-- WRITTEN PROBLEM A --
Return every line of the records below that contains the word "black". Case counts.

### SOURCE EXTRACT

Kith and Kin

Sign for DeWolf Street, Wellington, Ohio. Photo by author.

Sign for DeWolf Street, Wellington, Ohio. Photo by author.

Just northeast of the center of Wellington, there runs a small road that currently dead-ends into the village’s main train line. There are fewer than ten homes situated on DeWolf Street, and I would venture to guess that not many of the residents suspect their road is named after one of the village’s earliest and most respected settlers. Other than his headstone, Matthew DeWolf has only this memorial. But his family’s story is deeply entwined with the founding and growth of Wellington, and contrasting Matthew with one of his younger relatives offers an interesting case study on societal changes here over the course of the nineteenth century.

Matthew DeWolf was born in Otis, Massachusetts in 1792. He and many members of his family eventually emigrated from Berkshire County to Wellington Township. Though sources offer a wide range of dates for the trip, the ones I find most persuasive suggest that Matthew, his wife Mary, young son Homer, brother Whitman, and sister-in-law Alice all journeyed west together in January 1827, shortly after the latters’ marriage. It is possible that Matthew’s younger sister–recorded as Pamelia, Parmelia and Parnela–also traveled with them, though some sources seem to indicate that she arrived in Wellington first.

In the unpublished manuscript records of the First Congregational Church of Wellington, the following passage appears on May 12, 1827: “Mr. Matthew D. Wolf & his Wife Mary & Mrs. Alice D Wolf Wife of Whitman D Wolf from the Church of Otis & Jonathan Niles from the Church of West Stockbridge, After their Letters were read the Individuals were examined in regard to their experimental knowledge of religion and their views of truth and duty—the Church votd to receive them as members of this Church” (mss. pg. 11). Two years later, Matthew’s father, James DeWolf, was also examined and admitted to what was then known simply as the Church of Wellington (mss. pg. 19).

Inscription by

Inscription by “M. DWolf – Wellington, Ohio” on the endpaper of an 1834 “Psalms of David.” Private collection. Photo by author.

Matthew DeWolf was known to his contemporaries as a religious person, deeply committed to societal reform. He is recorded in numerous written recollections as the keeper of a “temperance tavern” on what is today the corner of North Main Street and East Herrick Avenue. (DeWolf owned much of the land in the northeast quadrant of the town, which is why the street bearing his name is located there.) The name suggests a public house in which no alcoholic beverages were permitted. DeWolf’s building is also said to have served as a regular meeting spot for the church, as well as one of the village’s first schoolhouses. J. B. Lang, the Wellington correspondent to the Lorain County News, wrote in his obituary, “Mr. DeWolf during some of the first winters of his residence here, occupied his time in teaching school, and it was the fortune of the writer to attend one of his schools, which was an excellent one, he being one of the first teachers in the country who discarded corporeal punishments in the school room” (7-19-1865, pg. 3).

Homer DeWolf, Matthew and Mary’s only child, died unmarried around 1840, when he was no more than twenty-five years old. Mary DeWolf died circa 1855/6 and was interred in Wellington’s Pioneer Cemetery on what is now West Herrick Avenue. If Homer is buried near her, his marker has not survived. Matthew, by then in his mid-sixties, decided to remarry. He proposed to a local tailoress called Betsey Webster Manly, also born in Otis, Massachusetts. Betsey had been a widow for more than thirty years, but she accepted Matthew’s hand.

######
### MATERIAL TO PROCESS

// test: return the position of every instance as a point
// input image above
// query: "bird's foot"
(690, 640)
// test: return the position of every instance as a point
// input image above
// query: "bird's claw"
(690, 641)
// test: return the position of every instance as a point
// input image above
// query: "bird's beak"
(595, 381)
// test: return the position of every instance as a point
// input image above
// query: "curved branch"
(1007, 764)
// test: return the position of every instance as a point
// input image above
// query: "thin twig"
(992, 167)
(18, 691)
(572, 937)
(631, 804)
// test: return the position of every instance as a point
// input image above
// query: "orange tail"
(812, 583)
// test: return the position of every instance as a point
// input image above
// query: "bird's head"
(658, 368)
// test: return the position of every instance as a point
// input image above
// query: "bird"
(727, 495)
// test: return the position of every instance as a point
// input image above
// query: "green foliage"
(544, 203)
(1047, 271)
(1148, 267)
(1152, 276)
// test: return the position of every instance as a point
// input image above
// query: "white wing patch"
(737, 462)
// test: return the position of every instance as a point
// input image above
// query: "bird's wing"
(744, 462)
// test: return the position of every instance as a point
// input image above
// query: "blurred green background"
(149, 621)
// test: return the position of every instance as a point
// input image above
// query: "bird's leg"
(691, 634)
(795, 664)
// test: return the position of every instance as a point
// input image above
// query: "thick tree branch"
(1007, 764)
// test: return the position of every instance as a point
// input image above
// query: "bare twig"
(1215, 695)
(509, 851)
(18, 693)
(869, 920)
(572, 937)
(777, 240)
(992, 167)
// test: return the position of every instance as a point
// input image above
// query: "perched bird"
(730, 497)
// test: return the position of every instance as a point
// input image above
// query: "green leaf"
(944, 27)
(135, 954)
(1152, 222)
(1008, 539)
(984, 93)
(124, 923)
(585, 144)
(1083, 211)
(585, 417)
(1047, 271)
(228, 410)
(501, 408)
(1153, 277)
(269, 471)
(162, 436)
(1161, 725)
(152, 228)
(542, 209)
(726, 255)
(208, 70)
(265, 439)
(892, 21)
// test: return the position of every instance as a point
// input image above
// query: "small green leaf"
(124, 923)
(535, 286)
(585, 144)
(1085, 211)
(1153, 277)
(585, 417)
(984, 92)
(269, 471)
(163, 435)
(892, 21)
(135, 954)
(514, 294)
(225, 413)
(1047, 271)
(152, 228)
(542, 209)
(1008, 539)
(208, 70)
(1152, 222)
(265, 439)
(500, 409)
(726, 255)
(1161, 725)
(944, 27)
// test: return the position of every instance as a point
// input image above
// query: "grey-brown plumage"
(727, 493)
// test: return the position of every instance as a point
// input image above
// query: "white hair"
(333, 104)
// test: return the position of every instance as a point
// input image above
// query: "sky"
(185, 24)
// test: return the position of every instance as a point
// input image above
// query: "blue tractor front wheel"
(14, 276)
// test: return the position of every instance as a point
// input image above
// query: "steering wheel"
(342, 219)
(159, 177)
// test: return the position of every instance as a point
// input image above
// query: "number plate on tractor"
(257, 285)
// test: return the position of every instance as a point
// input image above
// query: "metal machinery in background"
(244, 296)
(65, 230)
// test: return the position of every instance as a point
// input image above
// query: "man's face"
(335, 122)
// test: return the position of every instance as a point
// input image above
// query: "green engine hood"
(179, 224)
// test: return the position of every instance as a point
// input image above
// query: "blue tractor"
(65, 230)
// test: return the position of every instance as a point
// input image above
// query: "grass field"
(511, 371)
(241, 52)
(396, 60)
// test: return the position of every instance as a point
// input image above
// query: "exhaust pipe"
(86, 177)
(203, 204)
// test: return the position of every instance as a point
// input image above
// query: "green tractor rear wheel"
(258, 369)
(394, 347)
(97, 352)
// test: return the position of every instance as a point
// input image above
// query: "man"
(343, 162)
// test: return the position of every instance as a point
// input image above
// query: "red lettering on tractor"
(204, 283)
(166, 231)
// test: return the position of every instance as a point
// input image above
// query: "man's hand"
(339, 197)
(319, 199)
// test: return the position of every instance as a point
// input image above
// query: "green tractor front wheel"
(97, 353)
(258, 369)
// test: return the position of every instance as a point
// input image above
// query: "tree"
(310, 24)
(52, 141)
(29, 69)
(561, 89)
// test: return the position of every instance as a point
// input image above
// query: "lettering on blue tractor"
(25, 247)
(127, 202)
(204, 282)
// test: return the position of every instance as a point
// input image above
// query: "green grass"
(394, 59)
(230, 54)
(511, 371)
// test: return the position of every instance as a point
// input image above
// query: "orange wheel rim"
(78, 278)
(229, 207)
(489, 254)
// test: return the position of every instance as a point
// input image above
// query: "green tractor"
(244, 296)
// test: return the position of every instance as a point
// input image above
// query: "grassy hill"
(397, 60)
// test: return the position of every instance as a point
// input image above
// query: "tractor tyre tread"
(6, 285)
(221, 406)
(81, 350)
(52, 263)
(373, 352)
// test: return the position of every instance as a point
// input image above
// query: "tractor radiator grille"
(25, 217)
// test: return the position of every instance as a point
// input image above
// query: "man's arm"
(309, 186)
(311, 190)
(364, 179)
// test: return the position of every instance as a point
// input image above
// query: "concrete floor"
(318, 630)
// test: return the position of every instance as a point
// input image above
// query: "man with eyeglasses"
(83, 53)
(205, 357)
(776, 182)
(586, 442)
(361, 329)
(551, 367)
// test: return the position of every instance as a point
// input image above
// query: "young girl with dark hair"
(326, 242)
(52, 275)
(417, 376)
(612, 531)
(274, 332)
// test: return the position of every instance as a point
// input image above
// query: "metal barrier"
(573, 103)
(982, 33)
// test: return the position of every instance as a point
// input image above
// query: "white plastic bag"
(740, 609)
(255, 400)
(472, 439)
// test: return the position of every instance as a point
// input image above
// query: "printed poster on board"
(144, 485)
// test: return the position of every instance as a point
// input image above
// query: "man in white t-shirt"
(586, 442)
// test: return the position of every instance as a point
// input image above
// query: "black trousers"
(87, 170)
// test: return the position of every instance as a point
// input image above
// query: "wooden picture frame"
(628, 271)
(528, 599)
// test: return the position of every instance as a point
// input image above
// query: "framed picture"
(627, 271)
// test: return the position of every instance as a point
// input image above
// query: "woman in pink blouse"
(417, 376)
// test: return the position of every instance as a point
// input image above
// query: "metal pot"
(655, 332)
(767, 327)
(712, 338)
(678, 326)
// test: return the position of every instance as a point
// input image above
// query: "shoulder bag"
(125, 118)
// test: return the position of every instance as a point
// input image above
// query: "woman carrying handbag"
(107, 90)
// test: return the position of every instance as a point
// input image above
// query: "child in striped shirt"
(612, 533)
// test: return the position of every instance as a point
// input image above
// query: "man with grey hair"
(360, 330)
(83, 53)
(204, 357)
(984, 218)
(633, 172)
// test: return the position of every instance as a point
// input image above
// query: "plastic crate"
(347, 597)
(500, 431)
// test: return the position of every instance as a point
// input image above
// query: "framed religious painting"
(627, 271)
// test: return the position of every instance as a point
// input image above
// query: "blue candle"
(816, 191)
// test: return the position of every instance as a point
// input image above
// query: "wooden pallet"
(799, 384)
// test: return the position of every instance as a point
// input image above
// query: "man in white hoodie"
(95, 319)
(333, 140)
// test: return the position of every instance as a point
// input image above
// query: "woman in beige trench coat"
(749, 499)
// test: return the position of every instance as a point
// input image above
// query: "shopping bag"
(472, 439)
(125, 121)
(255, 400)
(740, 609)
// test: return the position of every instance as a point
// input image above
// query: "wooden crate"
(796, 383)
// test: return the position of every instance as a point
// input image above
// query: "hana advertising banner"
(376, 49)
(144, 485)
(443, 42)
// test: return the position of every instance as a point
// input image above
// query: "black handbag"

######

-- WRITTEN PROBLEM B --
Continue the account of the DeWolf family of Wellington, Ohio, starting after its last sentence.

-- WRITTEN RESPONSE A --
// query: "black trousers"
// query: "black handbag"

-- WRITTEN RESPONSE B --
Betsey was the daughter of a deacon from Berkshire County. She had married first husband Josiah Manly on her nineteenth birthday. Her obituary is worth quoting at some length: “They remained [in Otis] till 1821, then with their little family of five members, bade adieu to the old home, and with an ox team set out upon a journey to the Westward, Wellington being their destination. Forty days and nights were passed before this long and toilsome journey came to an end…Russell Webster, a brother of Mrs. Manly, had a log cabin nearly completed, which was to be the future home of this family…The cabin had some extra furnishings which had been brought from the East. There was one chair, a small stand, some sheep skin mats spread upon the white puncheon [i.e. split log] floors, a candle stick, with snuffers and tray, and a tallow candle burning in the socket, an article the other settlers had not seen in use since leaving their homes in the East” (The Wellington Enterprise, 5-15-1879, pg. 3).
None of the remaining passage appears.